Extract provided:
====

The slippery slope of global oil supplies

Imagine one day you woke up and suddenly aeroplanes were grounded, cars were stalled and plastic no longer existed. How would the world continue to function without these crucial inventions?

Didn't get LOST

Could this be the future of air travel without oil?
image courtesy of Timo @ Flickr

Well, this is the future facing us if we run out of oil supplies and don’t adopt a sustainable replacement.


Where does oil come from?

At the moment, crude oil (our source of unrefined petroleum) is sourced from both conventional land and offshore sources as well as unconventional tight oil sources including shale using a controversial process called fracking (fracturing rock with pressurised liquid) as well as coal liquefaction.


As crude oil supplies are not renewable we are naturally working with limited stocks and the point at which supplies begin to dwindle has long been anticipated and termed ‘peak oil’.


Over at least the last five years, global oil production has reached over 80M (yes that’s M for Million) barrels PER DAY.

====

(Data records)
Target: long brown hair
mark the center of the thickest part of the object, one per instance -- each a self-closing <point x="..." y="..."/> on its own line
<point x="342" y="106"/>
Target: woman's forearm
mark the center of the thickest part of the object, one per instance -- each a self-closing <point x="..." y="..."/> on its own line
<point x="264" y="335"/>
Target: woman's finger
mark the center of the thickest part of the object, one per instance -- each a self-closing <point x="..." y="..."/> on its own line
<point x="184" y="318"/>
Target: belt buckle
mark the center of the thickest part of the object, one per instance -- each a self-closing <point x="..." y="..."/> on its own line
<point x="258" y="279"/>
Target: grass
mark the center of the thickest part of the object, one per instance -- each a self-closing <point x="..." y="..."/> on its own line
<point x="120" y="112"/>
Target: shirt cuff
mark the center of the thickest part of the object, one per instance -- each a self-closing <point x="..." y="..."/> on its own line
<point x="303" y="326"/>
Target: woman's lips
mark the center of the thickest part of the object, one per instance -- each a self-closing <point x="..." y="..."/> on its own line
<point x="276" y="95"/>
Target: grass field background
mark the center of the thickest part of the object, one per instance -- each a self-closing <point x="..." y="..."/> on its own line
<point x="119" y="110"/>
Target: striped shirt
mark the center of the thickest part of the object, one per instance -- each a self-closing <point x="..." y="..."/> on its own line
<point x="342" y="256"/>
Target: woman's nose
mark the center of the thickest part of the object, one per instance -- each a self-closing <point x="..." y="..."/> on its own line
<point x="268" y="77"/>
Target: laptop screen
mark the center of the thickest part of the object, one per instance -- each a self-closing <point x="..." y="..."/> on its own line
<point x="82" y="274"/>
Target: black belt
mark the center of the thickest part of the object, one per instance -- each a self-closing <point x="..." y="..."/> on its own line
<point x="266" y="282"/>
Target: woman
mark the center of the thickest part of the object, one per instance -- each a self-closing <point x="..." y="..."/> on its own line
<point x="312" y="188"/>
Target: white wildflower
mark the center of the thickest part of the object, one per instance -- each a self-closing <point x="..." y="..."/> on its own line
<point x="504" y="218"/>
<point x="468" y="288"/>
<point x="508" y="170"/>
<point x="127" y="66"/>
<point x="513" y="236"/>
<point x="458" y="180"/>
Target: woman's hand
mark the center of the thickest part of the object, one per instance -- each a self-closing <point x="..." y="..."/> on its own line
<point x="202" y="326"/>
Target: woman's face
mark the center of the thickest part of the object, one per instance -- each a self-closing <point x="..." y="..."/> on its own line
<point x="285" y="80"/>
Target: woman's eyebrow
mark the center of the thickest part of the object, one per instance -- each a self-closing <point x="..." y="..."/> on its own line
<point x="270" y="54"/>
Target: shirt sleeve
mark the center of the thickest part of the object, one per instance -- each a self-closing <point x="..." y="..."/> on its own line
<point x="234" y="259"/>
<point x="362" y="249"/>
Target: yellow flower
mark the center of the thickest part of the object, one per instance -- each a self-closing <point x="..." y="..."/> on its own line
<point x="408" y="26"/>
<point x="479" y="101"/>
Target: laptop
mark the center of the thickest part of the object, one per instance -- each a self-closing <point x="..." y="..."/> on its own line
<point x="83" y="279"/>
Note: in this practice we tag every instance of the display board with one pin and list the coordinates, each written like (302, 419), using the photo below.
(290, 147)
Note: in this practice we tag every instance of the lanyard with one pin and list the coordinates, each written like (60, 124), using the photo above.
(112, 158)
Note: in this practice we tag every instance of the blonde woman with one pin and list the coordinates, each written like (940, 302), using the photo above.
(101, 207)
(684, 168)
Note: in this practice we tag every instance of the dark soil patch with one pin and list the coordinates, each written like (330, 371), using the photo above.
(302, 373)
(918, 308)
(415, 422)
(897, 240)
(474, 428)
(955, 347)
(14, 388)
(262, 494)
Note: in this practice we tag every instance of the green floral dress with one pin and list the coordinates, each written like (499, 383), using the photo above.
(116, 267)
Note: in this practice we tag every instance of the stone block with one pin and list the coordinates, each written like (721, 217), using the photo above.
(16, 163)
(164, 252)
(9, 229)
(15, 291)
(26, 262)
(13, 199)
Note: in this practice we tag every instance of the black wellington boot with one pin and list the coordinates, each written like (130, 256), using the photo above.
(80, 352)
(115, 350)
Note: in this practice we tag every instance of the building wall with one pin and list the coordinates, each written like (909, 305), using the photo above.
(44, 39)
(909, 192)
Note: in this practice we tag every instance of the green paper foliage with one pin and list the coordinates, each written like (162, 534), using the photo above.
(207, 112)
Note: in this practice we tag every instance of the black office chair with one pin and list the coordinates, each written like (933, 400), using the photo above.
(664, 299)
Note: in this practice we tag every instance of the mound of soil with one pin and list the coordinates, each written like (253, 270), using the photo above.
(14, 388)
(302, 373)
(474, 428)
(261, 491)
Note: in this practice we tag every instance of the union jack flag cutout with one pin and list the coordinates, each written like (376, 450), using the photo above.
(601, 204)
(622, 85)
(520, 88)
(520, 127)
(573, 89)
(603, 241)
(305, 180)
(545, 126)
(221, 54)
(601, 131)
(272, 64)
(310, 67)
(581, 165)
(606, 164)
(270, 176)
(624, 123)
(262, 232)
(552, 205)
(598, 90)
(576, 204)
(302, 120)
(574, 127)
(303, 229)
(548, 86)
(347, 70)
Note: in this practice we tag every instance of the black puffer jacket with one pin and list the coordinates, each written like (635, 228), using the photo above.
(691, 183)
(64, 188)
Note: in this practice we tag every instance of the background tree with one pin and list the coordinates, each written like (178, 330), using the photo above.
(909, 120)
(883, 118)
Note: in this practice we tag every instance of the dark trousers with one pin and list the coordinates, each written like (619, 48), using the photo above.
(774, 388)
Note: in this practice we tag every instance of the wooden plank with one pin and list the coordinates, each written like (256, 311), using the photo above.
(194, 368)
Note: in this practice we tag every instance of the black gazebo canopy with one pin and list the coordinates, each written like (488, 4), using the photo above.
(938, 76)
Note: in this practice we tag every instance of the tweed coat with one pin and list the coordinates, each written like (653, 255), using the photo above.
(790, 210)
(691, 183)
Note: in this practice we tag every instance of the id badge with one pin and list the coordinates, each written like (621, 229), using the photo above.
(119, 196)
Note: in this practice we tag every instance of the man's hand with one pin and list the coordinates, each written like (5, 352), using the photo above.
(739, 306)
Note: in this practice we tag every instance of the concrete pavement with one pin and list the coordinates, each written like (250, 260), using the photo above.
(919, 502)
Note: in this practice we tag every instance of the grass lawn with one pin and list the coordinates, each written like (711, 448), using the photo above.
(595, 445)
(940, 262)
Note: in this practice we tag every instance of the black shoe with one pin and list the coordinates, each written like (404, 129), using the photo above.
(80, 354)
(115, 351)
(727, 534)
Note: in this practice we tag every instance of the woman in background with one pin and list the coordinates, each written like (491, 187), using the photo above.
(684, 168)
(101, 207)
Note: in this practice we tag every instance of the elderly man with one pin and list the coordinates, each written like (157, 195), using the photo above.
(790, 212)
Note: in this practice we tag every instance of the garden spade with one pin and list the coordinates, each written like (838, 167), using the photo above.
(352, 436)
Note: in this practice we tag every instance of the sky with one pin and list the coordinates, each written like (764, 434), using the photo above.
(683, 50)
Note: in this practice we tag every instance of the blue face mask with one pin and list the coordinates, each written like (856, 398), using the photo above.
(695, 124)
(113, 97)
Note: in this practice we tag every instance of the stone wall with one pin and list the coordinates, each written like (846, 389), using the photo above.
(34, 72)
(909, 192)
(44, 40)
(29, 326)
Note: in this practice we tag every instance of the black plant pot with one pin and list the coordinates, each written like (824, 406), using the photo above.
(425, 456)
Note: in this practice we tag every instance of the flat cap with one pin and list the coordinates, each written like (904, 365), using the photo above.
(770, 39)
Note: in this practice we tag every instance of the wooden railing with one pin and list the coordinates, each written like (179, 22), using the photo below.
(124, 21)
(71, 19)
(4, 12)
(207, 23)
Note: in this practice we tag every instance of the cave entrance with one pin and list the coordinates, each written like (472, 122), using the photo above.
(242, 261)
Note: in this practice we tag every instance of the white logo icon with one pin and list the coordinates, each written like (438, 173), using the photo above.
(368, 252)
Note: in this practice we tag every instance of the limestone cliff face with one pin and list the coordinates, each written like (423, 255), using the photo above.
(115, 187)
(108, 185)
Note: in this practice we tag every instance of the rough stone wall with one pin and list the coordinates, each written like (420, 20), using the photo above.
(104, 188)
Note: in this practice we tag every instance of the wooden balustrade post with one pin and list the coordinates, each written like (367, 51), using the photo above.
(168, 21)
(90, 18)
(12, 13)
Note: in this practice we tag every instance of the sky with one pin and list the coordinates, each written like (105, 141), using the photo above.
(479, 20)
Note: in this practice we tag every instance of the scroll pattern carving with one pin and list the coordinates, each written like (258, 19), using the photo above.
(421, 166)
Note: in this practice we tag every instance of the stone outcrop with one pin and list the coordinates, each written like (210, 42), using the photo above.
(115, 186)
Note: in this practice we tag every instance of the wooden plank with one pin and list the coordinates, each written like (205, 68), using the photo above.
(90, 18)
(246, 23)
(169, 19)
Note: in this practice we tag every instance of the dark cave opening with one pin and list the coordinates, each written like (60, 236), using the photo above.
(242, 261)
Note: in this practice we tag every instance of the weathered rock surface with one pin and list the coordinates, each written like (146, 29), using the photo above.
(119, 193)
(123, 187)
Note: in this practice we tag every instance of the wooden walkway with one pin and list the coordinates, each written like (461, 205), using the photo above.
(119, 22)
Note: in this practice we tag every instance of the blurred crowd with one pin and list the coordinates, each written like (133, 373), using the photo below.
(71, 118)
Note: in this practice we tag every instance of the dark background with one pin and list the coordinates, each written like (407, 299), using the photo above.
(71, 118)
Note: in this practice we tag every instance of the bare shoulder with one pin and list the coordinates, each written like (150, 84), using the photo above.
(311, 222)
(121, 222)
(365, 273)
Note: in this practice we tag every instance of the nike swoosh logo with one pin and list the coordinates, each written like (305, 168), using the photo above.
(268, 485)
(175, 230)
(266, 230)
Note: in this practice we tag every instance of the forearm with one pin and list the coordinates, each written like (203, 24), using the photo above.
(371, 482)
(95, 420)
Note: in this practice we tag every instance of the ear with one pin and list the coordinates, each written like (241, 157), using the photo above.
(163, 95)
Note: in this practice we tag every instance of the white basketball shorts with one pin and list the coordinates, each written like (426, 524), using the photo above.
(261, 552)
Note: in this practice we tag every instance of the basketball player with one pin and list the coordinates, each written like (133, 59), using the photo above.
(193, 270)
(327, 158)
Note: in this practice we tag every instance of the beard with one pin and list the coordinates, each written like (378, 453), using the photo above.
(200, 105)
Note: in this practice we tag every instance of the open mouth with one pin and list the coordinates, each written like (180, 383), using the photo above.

====

Complete the following:
a) Translate the following sentence from the article on global oil supplies into Spanish: "Well, this is the future facing us if we run out of oil supplies and don't adopt a sustainable replacement."
b) According to the article on global oil supplies, why are we working with limited stocks of crude oil? Answer in one to three sentences.
c) Extend the article on global oil supplies, beginning after its final sentence.

Task-by-task outputs:
a) Pues bien, este es el futuro que nos espera si nos quedamos sin reservas de petróleo y no adoptamos un sustituto sostenible.

b) Crude oil supplies are not renewable, so the available stocks are naturally limited. The point at which these supplies begin to dwindle has long been anticipated and is termed "peak oil."

c)
It’s not yet clear if we have reached peak oil as global demand continues to grow however just 3 months ago, large oil company Saudi Aramco’s chief executive Amin Nasser was quoted as saying “If we look at the long-term situation of oil supplies the picture is becoming increasingly worrying” and suggested that the world may indeed be facing an oil supply shortage.


This shortage is also a result of lack of investment and fresh discoveries because financial investors are focusing elsewhere on more sustainable alternatives.


An offshore oil refinery

Image courtsey of Thomas Hawk via Flickr


So what happens when oil runs out, or becomes too expensive?


Commuting without the use of petroleum is possible thanks to electricity and steam power however petrol based vehicles are still the majority and the norm for transport and freight around the world.

Additionally the use of plastic in packaging and preserving food as well as in medical equipment and research around the world means oil supply is a relevant and pressing issue for people and governments across the world.


The International Energy Agency suggest this oil shortage is a huge problem for the worlds economy as large shifts in demand and supply create economic instability however BP claim that technological advances mean the world has energy resources to supply us for decades to come and we need not be concerned about the shortage of oil.

From an environmental perspective, this enforced shift to alternative / renewable resources to replace fossil fuels is a rather promising outcome.


Where is new technology at right now?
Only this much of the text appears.